Segment Start: PAGE EXTRACT

Television Criticism
Television criticism has been an important part of my working life and I have never really stopped writing it in one way or another. The main way was the weekly television column I wrote in the decade 1972-1982 for the Observer in London. There was a prelude when I wrote once a month on the same subject for the Listener, but those pieces were never preserved in book form in the first place, so it would be straining the reader’s tolerance to preserve them now. The Observer column, on the other hand, I did preserve in book form: three successive collections and a final compendium. The compendium, published last, was called On Television and contained the complete text of the three earlier collections, namely Visions Before Midnight, The Crystal Bucket and Glued to the Box. As with the books of literary essays, scanning the column-length component pieces of each television book can’t be done all at once, but in the course of time, I hope, everything will be there, in which case this sentence will be deleted.

Segment End: PAGE EXTRACT

ACTION ITEM: Summarize the passage on television criticism in two sentences. This material has no connection to the passage on television criticism.

Segment Start: GIVEN ENTRIES

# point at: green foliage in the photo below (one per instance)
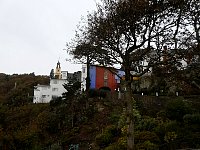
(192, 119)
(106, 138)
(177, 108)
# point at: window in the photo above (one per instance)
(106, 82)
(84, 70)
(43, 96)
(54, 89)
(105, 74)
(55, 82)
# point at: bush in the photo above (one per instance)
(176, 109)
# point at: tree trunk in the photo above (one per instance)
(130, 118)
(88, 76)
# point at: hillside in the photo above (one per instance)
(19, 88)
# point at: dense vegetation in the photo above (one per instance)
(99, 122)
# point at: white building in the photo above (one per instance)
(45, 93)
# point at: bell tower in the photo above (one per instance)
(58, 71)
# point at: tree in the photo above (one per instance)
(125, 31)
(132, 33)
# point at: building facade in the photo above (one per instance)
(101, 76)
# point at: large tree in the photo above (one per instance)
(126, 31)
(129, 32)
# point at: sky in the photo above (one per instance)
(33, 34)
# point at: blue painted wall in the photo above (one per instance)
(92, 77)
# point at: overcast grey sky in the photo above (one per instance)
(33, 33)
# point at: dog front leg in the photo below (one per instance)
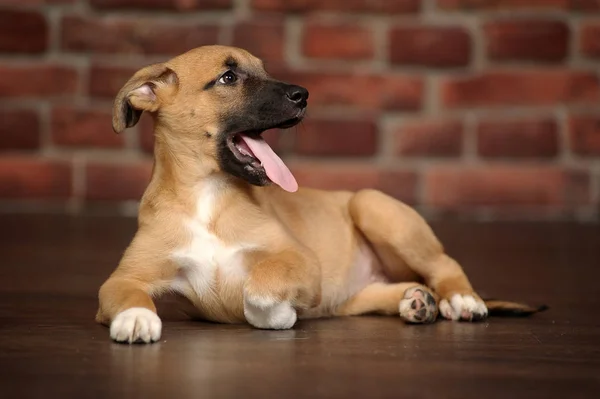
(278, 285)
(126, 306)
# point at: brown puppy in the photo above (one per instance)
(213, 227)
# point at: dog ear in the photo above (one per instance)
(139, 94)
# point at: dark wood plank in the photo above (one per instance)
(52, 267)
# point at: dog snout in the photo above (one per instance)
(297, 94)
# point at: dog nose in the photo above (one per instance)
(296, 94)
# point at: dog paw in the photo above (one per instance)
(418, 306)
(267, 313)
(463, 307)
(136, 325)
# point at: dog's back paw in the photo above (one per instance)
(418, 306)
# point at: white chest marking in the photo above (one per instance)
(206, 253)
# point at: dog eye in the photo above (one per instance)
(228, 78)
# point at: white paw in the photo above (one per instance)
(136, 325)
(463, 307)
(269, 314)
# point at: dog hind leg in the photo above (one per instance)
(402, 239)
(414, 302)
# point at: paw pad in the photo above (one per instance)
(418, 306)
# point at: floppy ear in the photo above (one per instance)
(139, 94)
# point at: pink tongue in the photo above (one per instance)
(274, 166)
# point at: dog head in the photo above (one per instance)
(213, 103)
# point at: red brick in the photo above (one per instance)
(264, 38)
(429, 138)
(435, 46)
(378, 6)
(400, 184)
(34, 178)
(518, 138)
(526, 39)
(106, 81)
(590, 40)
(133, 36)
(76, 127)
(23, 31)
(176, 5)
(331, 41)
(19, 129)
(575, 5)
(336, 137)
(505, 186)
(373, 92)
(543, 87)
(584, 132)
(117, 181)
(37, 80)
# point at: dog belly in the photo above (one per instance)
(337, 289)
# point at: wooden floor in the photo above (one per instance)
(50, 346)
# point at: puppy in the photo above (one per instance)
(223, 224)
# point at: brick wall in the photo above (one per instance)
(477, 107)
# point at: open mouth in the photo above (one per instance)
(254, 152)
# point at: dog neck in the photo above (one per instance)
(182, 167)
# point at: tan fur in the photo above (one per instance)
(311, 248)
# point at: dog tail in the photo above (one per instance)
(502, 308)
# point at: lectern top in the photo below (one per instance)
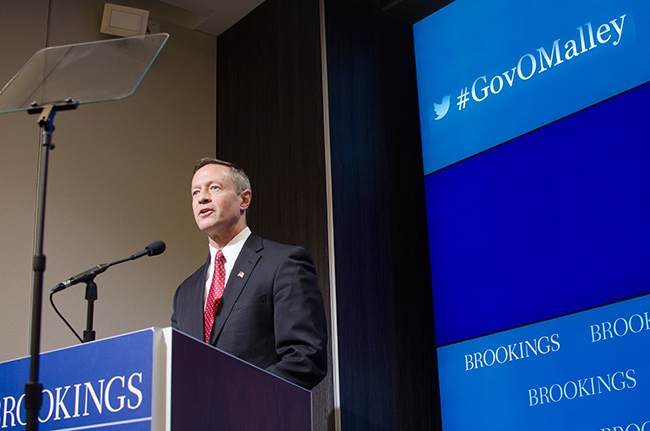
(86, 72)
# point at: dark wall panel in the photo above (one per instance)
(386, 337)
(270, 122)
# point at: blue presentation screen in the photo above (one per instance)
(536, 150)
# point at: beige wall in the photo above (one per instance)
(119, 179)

Segment End: GIVEN ENTRIES

EXERCISE OUTPUT: The writer's main television criticism was a weekly column for the Observer in London from 1972 to 1982, preceded by monthly pieces for the Listener that were never collected in a book. The Observer columns appeared in three collections, Visions Before Midnight, The Crystal Bucket and Glued to the Box, whose complete text was later gathered in the compendium On Television.